**Source passage**
========================
The overlap between business and war is dramatic and easily visible. We may not see bodies in the street (yet), but the cultural ethos of competition permeates society both domestically and internationally. Conflict is reflected in our language and celebrated in our sports heroics. We absorb the norms of conflict much as we breathe.
War has always been an extension of the privatization of value. Economic ambition is all about creating value, owning it, and protecting it. War is the use of selective harm and destruction to obtain the goods of foreigners or to prevent them from stealing. It’s also differentially profitable – arms manufacturers earning fabulous returns for items that will soon be blown up and have to be replaced.
Because a hot war can easily cost everyone far more than might be gained from it, sound governments are wary of using it. Nonetheless, the fear of others’ designs on our assets and the companion paranoia that can be engineered into populations both make military preparedness a priority in most nations. Even two-bit Third World dictatorships overspend on arms to ameliorate their fears of invasion or to amplify their potential for expanding into the territory next door.
America is said to be in a “trade war” with China, the very name of which suggests a nearly life-or-death nature competition. Laughably, when some thinkers (like Steve Bannon, Trump’s erstwhile advisor) have suggested that a hot war will likely become inevitable, an astute military official noted that to fight a war against China, America would have to borrow the money from them to do it. In America, the military is as bloated as its national debt.
Historically, leaders have borrowed extensively to prosecute foreign wars or to defend themselves at home. The Medici, the Templars, and the Rothschild bankers became fabulously wealthy through such indebtedness, and with victory were often well-placed to take advantage of new economic opportunities.
Competition that pitted state economies against liberal economies (such as the USSR vs. USA) was more about creating efficiencies in military construction, manufacturing and procurement than about which society was “better” for its citizens. Although political freedoms in liberal economies are preferable to draconian police states, motivation behind neoliberal economies is largely to make them more effectively competitive, both martially and civilly.
Some civic observances celebrate our historic “defense of freedom,” and most of us value civil liberty. However, the soldier who fights and dies is usually some impoverished representative of our so-called lower classes. Rich “chicken hawks” (like George W. Bush during the Viet Nam War) stay well away from any real fighting. Two fundamental motives of the aristocratic élite promoting World War I were to cull the increasingly powerful lower classes and to distract the citizenry from “foolish” ideas like socialism and women’s suffrage.
Society’s one per cent understand that capitalism is necessarily competitive, although their investment aims at “sure things,” exemplified by “wide moat” stocks and monopolies.
If society spends on defense to protect economic assets, surely then the billionaire class should have far higher tax bills than they do. Why should people of negligible net worth fight and/or pay for the dubious benefits of their own poverty? Naturally, such ideas are generally off the table, deemed “impractical” or “unsound.” As Republican Leona Helmsley was quoted, “Only the little people pay taxes,” and, predictably, they’re the ones always being squeezed.
========================
**Listed entries**
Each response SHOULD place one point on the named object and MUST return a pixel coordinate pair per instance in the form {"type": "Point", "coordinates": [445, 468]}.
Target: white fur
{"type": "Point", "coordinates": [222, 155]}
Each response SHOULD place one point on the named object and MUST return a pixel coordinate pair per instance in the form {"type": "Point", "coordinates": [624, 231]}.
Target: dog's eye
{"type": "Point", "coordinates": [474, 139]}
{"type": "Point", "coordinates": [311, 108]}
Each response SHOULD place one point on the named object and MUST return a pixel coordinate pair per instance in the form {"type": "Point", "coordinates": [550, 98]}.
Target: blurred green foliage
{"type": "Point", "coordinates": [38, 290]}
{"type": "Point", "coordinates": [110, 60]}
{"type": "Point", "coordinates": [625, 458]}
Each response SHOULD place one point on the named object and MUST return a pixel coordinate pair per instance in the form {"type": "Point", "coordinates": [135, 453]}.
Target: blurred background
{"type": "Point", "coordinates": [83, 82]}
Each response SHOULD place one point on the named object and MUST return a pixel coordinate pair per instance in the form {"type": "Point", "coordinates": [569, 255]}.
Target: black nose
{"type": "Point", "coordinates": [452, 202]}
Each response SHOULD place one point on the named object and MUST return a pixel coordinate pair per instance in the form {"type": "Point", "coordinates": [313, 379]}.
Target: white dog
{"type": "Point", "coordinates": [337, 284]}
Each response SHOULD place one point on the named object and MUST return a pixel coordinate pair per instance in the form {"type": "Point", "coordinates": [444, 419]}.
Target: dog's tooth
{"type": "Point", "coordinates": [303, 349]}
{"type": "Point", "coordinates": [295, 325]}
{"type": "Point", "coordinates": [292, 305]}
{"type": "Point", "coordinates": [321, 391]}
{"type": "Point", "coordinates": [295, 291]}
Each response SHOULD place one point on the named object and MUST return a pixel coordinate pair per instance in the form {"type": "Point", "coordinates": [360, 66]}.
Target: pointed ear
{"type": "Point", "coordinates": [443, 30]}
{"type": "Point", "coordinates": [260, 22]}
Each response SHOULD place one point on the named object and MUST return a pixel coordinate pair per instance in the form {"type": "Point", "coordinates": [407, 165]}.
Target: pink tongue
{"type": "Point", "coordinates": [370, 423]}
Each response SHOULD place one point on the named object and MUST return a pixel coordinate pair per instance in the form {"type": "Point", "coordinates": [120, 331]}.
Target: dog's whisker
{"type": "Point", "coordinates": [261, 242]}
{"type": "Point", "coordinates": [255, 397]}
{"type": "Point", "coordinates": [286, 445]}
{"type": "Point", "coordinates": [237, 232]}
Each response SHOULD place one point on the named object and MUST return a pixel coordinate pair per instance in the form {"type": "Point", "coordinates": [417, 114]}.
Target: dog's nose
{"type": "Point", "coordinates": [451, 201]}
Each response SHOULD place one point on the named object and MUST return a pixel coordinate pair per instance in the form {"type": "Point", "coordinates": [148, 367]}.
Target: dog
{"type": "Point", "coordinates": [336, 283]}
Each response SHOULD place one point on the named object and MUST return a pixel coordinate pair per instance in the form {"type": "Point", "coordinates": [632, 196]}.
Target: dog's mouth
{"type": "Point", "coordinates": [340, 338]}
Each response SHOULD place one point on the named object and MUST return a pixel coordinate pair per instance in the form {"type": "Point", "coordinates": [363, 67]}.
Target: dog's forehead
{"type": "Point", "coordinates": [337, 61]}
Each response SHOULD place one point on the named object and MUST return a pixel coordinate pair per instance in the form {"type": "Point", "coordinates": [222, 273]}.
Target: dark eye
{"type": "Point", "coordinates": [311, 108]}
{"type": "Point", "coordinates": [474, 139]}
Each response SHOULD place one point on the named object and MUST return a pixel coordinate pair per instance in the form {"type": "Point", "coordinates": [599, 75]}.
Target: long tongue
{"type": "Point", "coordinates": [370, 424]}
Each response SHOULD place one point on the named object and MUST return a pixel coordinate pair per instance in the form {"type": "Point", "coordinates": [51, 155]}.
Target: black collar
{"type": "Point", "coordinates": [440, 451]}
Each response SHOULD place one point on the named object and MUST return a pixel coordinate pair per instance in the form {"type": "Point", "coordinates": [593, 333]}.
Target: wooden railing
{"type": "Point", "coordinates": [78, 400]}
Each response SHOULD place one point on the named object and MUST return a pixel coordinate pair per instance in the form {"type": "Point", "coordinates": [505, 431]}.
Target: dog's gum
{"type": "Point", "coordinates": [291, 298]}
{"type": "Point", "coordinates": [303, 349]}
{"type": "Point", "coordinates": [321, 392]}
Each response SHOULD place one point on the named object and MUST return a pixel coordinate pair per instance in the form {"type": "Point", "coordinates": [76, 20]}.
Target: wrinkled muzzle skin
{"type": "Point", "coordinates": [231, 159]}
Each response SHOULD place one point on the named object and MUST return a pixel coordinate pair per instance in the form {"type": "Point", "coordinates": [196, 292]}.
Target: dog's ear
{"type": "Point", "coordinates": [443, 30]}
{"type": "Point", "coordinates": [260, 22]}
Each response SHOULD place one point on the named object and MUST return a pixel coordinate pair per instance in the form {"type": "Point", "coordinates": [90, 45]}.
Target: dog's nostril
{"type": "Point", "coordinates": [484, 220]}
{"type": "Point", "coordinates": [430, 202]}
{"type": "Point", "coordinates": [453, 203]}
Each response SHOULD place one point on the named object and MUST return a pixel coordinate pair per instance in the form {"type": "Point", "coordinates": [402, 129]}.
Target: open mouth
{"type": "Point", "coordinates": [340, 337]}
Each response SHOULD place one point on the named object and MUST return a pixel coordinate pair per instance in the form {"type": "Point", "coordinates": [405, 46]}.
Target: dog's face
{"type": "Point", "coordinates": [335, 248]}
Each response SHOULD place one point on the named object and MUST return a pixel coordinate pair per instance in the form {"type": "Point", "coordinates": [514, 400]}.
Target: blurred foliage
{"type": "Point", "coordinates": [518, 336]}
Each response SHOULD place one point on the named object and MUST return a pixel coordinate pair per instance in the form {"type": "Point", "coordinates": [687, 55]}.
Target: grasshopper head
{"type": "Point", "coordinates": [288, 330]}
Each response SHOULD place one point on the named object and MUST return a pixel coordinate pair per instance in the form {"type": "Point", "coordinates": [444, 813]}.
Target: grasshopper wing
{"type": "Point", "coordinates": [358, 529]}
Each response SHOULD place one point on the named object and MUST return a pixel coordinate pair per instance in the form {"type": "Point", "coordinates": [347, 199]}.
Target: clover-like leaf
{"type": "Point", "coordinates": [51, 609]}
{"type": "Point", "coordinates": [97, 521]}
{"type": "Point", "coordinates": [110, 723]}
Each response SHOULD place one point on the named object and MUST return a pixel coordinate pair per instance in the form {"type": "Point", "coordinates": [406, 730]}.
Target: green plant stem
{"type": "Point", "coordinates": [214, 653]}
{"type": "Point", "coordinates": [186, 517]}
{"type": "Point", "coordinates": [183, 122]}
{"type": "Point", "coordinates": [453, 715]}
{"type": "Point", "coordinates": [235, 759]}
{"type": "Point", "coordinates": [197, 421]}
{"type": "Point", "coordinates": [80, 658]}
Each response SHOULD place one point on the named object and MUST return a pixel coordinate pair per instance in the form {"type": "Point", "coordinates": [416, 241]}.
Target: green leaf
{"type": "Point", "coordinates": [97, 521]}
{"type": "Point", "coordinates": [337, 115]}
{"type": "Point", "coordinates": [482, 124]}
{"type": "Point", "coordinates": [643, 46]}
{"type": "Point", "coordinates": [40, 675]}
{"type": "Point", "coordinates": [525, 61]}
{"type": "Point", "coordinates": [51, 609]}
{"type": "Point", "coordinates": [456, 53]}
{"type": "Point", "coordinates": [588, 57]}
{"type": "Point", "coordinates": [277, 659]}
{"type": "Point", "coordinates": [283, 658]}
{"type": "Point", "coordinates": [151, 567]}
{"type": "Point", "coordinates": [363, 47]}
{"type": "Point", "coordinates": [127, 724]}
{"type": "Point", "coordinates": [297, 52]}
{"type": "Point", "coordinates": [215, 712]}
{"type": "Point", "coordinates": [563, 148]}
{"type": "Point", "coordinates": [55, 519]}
========================
**Study questions**
a - From the passage on war and business, print the part that opens with the words containing "The overlap between" and closes with "as we breathe.".
b - According to the passage on war and business, why are sound governments wary of using a hot war? Explain in one to three sentences.

**Answers for the tasks**
a -
The overlap between business and war is dramatic and easily visible. We may not see bodies in the street (yet), but the cultural ethos of competition permeates society both domestically and internationally. Conflict is reflected in our language and celebrated in our sports heroics. We absorb the norms of conflict much as we breathe.

b - Sound governments are wary of using a hot war because it can easily cost everyone far more than might be gained from it.